### WORK TO COMPLETE
Working from the material below, print the lines from the line holding "of the rock." through its final line, inclusive, exactly and with nothing else; pictures are excluded.

=-=-=-=-=

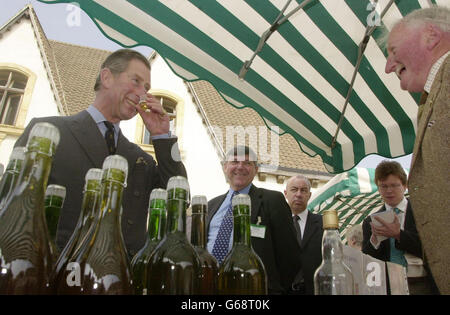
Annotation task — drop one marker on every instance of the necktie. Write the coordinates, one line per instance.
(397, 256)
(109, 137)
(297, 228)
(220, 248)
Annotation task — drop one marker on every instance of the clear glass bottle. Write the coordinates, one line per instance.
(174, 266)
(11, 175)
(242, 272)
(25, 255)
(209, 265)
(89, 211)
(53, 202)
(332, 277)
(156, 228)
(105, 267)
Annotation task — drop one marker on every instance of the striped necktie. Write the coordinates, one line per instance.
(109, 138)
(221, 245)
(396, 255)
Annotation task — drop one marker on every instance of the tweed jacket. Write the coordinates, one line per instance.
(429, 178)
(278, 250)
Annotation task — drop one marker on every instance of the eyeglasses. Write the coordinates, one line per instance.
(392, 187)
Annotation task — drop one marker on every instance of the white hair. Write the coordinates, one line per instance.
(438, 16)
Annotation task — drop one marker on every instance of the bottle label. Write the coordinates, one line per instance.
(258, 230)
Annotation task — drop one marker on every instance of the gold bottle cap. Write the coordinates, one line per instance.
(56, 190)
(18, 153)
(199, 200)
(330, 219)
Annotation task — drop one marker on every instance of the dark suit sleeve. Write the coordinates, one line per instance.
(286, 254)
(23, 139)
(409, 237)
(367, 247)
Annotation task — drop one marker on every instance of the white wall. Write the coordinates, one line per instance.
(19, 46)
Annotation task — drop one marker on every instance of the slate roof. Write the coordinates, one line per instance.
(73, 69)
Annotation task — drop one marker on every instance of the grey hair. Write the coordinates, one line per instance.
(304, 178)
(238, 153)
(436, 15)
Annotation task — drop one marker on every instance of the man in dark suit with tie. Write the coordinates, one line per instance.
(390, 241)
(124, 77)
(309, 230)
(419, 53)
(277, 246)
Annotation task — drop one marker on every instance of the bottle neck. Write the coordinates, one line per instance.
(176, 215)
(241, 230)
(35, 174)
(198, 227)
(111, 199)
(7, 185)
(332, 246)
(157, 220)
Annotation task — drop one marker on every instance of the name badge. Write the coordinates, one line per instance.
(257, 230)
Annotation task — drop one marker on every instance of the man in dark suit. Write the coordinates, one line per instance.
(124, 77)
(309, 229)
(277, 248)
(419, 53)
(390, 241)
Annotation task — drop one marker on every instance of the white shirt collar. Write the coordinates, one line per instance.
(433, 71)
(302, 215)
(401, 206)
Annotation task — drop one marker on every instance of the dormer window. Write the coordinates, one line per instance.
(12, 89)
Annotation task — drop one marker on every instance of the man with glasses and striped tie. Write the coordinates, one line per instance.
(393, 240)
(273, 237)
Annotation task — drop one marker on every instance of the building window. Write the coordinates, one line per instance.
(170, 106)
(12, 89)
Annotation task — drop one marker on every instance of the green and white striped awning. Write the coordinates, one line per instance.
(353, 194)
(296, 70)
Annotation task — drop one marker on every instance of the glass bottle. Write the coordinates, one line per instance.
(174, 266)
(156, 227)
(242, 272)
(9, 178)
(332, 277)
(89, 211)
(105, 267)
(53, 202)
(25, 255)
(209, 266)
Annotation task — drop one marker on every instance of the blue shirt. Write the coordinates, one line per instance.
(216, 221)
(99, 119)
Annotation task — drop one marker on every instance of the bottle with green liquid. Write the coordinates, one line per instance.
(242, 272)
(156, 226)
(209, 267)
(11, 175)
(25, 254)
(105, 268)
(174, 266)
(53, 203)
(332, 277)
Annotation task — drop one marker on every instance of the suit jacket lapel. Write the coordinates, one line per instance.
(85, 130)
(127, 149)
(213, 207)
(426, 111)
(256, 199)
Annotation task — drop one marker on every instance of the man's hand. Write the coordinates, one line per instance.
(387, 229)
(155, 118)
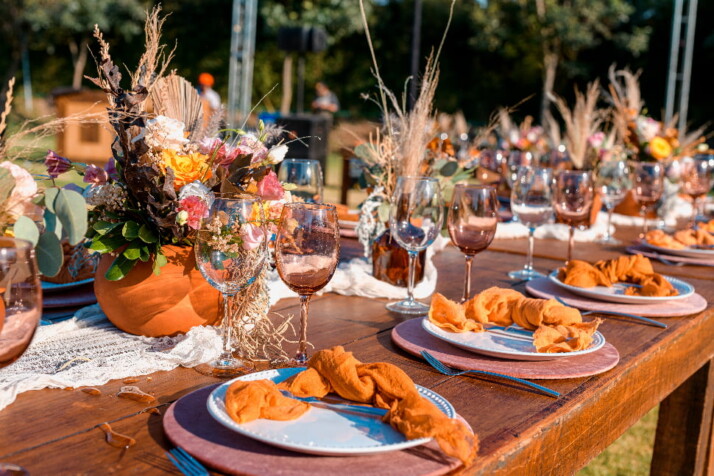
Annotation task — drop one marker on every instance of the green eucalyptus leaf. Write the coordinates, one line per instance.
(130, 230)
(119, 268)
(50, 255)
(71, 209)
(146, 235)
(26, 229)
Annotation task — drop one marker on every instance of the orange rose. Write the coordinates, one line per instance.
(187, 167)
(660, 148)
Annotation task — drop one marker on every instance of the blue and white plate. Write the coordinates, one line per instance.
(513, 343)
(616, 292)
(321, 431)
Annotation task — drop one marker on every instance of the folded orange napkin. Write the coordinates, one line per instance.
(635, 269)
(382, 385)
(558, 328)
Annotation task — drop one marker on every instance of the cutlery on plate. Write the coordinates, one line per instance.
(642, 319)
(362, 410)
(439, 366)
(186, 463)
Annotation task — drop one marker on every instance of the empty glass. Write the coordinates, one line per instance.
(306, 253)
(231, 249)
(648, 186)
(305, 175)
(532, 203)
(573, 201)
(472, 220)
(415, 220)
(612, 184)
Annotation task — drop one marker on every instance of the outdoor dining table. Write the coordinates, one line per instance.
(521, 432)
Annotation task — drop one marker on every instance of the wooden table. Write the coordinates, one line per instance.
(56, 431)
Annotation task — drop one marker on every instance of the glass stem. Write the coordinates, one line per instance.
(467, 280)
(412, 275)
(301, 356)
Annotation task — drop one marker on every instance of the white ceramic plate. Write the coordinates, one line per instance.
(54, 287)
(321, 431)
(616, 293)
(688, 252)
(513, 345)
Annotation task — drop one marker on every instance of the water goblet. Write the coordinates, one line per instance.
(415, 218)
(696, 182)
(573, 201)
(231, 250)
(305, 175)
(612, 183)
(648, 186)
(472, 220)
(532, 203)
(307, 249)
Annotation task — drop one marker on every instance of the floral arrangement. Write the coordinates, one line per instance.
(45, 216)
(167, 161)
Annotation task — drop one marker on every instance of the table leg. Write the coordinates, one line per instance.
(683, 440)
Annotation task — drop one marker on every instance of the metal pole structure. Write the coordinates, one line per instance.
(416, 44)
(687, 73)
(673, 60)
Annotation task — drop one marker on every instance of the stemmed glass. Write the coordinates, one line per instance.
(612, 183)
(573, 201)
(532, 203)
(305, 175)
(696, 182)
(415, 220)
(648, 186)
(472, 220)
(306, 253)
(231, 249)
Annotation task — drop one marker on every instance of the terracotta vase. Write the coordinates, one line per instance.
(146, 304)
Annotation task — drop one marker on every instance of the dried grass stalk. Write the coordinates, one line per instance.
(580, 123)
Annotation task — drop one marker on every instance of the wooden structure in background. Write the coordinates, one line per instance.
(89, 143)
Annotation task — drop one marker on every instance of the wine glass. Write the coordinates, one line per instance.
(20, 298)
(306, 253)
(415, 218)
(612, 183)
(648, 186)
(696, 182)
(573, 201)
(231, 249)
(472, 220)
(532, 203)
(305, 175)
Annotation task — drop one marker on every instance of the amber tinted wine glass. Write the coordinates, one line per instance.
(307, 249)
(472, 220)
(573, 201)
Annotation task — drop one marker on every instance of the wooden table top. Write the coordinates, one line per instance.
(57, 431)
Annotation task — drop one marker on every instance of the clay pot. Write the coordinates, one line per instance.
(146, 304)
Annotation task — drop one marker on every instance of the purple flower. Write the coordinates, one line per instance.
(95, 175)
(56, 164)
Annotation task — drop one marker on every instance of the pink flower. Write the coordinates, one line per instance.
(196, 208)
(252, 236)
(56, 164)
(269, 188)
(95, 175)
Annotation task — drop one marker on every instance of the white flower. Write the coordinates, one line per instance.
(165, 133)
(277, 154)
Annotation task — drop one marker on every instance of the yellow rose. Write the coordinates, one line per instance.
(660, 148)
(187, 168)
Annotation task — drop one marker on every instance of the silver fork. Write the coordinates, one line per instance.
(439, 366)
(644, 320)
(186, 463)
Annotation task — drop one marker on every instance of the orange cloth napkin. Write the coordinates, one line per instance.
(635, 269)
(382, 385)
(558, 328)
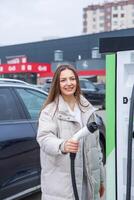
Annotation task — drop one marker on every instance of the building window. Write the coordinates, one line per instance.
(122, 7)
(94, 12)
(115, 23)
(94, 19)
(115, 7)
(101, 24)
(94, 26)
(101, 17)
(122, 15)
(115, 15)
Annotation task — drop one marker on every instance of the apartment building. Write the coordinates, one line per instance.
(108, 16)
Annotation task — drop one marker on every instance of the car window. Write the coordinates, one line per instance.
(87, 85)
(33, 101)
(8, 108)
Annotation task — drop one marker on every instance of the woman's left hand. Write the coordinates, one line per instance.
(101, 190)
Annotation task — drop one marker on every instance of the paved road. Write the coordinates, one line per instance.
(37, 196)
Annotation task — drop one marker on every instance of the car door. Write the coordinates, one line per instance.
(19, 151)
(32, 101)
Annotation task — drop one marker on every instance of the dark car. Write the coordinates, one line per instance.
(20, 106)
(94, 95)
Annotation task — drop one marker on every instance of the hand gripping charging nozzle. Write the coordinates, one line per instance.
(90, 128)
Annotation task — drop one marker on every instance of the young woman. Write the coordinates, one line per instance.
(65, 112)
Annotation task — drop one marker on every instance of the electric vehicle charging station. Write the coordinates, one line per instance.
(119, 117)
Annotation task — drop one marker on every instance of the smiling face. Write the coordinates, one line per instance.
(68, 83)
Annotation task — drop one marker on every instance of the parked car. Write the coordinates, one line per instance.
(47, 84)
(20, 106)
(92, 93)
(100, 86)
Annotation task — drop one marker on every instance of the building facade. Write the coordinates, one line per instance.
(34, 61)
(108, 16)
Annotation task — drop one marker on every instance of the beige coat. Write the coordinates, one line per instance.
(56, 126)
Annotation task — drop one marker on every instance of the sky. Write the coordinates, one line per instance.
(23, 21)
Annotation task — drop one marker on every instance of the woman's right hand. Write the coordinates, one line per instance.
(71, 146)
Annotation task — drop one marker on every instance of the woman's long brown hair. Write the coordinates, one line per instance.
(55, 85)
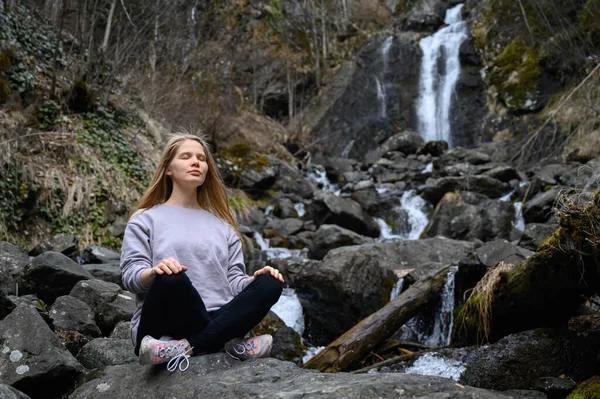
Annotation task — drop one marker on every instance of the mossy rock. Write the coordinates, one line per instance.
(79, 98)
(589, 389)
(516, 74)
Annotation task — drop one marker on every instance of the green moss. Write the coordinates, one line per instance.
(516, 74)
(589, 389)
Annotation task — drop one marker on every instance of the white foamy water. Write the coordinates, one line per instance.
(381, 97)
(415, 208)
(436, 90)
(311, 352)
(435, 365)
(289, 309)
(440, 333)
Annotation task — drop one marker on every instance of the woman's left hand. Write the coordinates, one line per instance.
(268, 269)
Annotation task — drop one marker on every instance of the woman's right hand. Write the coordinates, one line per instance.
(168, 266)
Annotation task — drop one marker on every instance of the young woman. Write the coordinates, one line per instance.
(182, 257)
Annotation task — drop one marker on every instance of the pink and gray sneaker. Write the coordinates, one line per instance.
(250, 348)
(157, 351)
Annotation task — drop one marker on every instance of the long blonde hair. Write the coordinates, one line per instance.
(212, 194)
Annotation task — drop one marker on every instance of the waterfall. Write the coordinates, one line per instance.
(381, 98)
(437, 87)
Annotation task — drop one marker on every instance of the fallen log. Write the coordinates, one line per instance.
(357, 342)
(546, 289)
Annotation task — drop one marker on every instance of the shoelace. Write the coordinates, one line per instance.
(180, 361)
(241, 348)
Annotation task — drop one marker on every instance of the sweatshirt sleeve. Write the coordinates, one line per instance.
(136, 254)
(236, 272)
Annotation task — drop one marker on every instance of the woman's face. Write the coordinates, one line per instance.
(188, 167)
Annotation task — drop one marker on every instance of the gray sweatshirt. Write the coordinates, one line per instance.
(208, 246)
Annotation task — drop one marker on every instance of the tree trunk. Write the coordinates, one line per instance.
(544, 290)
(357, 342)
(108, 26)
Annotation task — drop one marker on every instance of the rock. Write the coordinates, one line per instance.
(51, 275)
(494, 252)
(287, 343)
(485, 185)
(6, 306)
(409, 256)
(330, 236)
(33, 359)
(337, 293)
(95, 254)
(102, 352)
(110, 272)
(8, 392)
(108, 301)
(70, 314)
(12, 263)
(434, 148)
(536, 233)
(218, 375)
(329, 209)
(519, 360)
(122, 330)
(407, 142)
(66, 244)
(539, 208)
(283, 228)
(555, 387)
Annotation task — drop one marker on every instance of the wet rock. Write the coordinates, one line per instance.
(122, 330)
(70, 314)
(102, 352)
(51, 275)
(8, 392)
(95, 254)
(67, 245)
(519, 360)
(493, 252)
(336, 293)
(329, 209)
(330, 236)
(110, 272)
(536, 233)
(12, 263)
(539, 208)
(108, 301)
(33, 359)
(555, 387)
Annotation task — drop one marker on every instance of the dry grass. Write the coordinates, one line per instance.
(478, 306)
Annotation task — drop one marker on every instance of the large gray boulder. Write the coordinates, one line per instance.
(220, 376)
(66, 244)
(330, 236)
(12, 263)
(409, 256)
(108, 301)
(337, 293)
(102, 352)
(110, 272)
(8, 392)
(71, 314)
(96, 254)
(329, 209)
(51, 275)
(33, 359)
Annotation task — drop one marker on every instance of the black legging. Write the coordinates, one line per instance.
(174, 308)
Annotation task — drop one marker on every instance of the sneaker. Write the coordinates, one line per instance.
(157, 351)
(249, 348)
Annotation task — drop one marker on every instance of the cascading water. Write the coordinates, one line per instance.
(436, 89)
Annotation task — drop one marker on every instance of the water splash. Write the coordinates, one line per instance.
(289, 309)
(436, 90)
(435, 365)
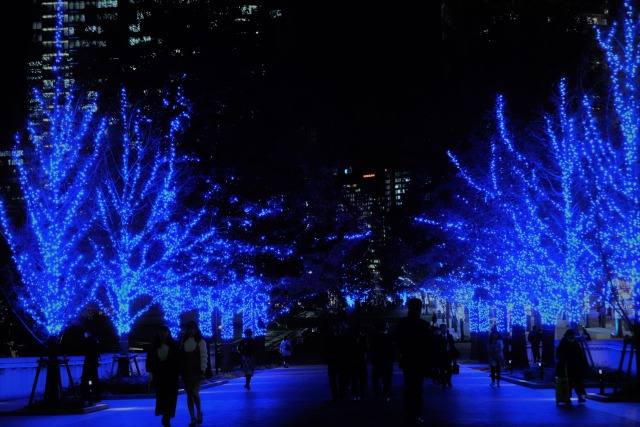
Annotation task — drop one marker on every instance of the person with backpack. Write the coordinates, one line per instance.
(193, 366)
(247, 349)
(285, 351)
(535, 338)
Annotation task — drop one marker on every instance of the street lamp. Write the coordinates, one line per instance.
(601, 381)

=-=-=-=-=

### REPLY
Annotation task — drop one marker on every instance of the rock. Write the coordinates, one line per instance.
(51, 275)
(494, 252)
(287, 343)
(485, 185)
(6, 306)
(409, 256)
(330, 236)
(33, 359)
(337, 293)
(95, 254)
(102, 352)
(110, 272)
(8, 392)
(108, 301)
(70, 314)
(12, 263)
(434, 148)
(536, 233)
(218, 375)
(329, 209)
(519, 360)
(122, 330)
(407, 142)
(66, 244)
(539, 208)
(283, 228)
(555, 387)
Annotation task — drop one marker on every instance of the wet rock. Write the coordinates, one line per instance.
(122, 330)
(70, 314)
(102, 352)
(51, 275)
(8, 392)
(95, 254)
(67, 245)
(519, 360)
(493, 252)
(336, 293)
(329, 209)
(330, 236)
(110, 272)
(536, 233)
(12, 263)
(539, 208)
(108, 301)
(33, 359)
(555, 387)
Annotation task — drop one marker on every instance of the dry grass. Write the coordinates, one line per instance.
(478, 306)
Annotation task — drop one marker on every instance of the large gray boulder. Write the coordinates, one line per instance.
(220, 376)
(66, 244)
(330, 236)
(12, 263)
(409, 256)
(108, 301)
(337, 293)
(102, 352)
(110, 272)
(8, 392)
(71, 314)
(96, 254)
(329, 209)
(51, 275)
(33, 359)
Annotation task — drop one marker on every instance of the black legging. Write the coordinates, one line per instance.
(174, 308)
Annotation task — drop one marker on every instance of the sneaker. Write the coordinates, one line per instance.
(157, 351)
(249, 348)
Annotation task — drop one marker on every instance of the cascading water. Write the coordinates, one line per instance.
(436, 89)
Annotation task — drop one marker on every instance of the water splash. Write the coordinates, one line per instance.
(289, 309)
(436, 90)
(435, 365)
Annotation task — drop one marker on every instance of the person with backpack. Write the coordinates, one line per instance.
(193, 366)
(247, 349)
(285, 351)
(535, 338)
Annotation task — drop one marker on every instance of the street lamp. Write the coordinates, one line per instance.
(601, 381)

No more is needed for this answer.